• Required work:
All of the data is to be copied word for word.

===== Records shown

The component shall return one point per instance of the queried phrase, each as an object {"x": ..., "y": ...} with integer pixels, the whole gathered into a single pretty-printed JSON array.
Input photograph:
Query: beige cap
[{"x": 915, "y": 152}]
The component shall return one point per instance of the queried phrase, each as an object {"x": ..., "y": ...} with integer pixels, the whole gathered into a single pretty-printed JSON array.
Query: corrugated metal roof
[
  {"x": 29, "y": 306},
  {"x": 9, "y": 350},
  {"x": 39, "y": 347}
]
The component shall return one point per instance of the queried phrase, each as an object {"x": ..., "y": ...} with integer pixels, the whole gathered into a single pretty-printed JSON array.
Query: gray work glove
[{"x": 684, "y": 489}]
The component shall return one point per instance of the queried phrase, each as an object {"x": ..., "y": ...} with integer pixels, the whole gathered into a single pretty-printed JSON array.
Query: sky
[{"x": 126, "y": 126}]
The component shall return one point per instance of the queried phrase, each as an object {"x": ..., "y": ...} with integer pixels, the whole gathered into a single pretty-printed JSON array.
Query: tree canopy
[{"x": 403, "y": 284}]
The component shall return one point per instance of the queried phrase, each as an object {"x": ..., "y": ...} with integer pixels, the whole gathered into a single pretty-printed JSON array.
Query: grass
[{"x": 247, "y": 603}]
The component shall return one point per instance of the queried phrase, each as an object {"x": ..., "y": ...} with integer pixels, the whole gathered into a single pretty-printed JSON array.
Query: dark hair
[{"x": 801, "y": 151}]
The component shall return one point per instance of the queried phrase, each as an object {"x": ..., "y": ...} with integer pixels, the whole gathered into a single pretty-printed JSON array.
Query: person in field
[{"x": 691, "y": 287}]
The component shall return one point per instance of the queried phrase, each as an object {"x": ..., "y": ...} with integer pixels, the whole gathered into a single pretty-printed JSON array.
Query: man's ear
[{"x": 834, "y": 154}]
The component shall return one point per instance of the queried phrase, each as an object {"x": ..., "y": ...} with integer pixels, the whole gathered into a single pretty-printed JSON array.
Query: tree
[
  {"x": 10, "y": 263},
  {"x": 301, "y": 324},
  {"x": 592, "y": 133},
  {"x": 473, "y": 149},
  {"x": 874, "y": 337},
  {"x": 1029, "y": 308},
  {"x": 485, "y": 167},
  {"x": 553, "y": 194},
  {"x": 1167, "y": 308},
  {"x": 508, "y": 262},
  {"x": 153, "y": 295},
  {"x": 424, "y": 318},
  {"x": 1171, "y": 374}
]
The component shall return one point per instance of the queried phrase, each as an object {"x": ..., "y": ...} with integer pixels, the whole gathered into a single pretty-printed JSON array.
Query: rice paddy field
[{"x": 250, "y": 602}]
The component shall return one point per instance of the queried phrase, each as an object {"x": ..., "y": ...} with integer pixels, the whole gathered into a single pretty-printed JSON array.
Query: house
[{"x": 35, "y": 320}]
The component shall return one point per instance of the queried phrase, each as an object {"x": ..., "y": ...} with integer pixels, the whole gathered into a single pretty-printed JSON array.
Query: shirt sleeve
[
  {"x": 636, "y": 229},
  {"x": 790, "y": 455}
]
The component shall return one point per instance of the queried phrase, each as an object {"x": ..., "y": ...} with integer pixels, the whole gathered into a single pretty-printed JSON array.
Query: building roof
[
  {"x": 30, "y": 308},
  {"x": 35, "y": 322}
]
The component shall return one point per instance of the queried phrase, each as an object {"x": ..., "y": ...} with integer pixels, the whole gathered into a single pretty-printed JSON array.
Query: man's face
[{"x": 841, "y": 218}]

==========

• Answer to the problem:
The component shall return one point per instance of the queried phrase, each as an object {"x": ..., "y": ...} with integer pixels, the whole gathered into a single pretty-printed JSON array.
Input photograph:
Query: beige cap
[{"x": 915, "y": 152}]
The component shall return one point per instance of the queried phrase, each as an object {"x": ..., "y": ...} with integer pixels, the whole gathered into a single pretty-printed JSON array.
Query: corrugated metal roof
[
  {"x": 29, "y": 306},
  {"x": 9, "y": 350},
  {"x": 39, "y": 347}
]
The component shall return one point per instance of the queried phrase, each as an object {"x": ..., "y": ...} with integer pixels, the whole gathered into a single pretty-printed JSON array.
Query: gray work glove
[{"x": 684, "y": 489}]
The component shall return one point per instance of the queried phrase, each as an object {"x": ..., "y": ...} with integer pixels, the whole gathered into a single pretty-printed JSON array.
Query: sky
[{"x": 126, "y": 126}]
The component shall return one point per instance of the queried phrase, each as an object {"x": ..., "y": ...} with integer pixels, the whole gathered into a single pretty-printed JSON array.
Query: tree canopy
[{"x": 403, "y": 284}]
The component shall return one point per instance of the queried phrase, each as an object {"x": ..., "y": ...} with integer pixels, the whole gathered into a single pretty-printed JSON array.
Query: grass
[{"x": 247, "y": 603}]
The component shall return one point per instance of the queried phrase, each as an object {"x": ..., "y": ...} with integer pixels, the whole gathered into a single pretty-printed JSON array.
Query: dark hair
[{"x": 801, "y": 151}]
The component shall return one point per instance of the queried phrase, each as an object {"x": ..., "y": ...} with integer pixels, the whole gathered into a single pretty-printed JSON array.
Query: person in field
[{"x": 691, "y": 287}]
The component shall return one point per instance of the queried phrase, each as an object {"x": ..., "y": ...} with integer pixels, the whole gathered into a single pretty-printed JSON array.
Query: man's ear
[{"x": 834, "y": 154}]
The component shall return one point per instance of the queried phrase, each as an object {"x": ..., "y": ...} with integer pixels, the whole gathered into a single pretty-printed JSON array.
Query: tree
[
  {"x": 10, "y": 263},
  {"x": 301, "y": 324},
  {"x": 592, "y": 133},
  {"x": 473, "y": 149},
  {"x": 874, "y": 337},
  {"x": 1029, "y": 308},
  {"x": 485, "y": 167},
  {"x": 553, "y": 194},
  {"x": 1167, "y": 308},
  {"x": 508, "y": 262},
  {"x": 153, "y": 295},
  {"x": 424, "y": 318},
  {"x": 1171, "y": 374}
]
The component shall return one point per instance of the queried phrase, each as an object {"x": ..., "y": ...} with integer pixels, the whole gathered into a single pretty-printed JSON array.
Query: rice paddy field
[{"x": 250, "y": 602}]
The component shall return one point per instance of the queried phrase, each as an object {"x": ..., "y": ...} with integer pixels, the whole gathered into a single pretty-printed JSON array.
Query: house
[{"x": 35, "y": 320}]
The component shall return one point per instance of the queried phrase, each as an object {"x": ..., "y": ...} with integer pixels, the whole gathered into a single pretty-printed JSON array.
Query: shirt sleeve
[
  {"x": 636, "y": 229},
  {"x": 790, "y": 455}
]
The component shall return one point per instance of the queried phrase, each as an object {"x": ..., "y": ...} with integer pixels, the whole gathered into a single pretty-printed JSON array.
Query: building roof
[
  {"x": 30, "y": 308},
  {"x": 35, "y": 322}
]
The component shall return one point per instance of the queried phrase, each as an object {"x": ..., "y": ...} with integer pixels, the whole gathered into a single pretty-printed JSON array.
Query: man's face
[{"x": 841, "y": 218}]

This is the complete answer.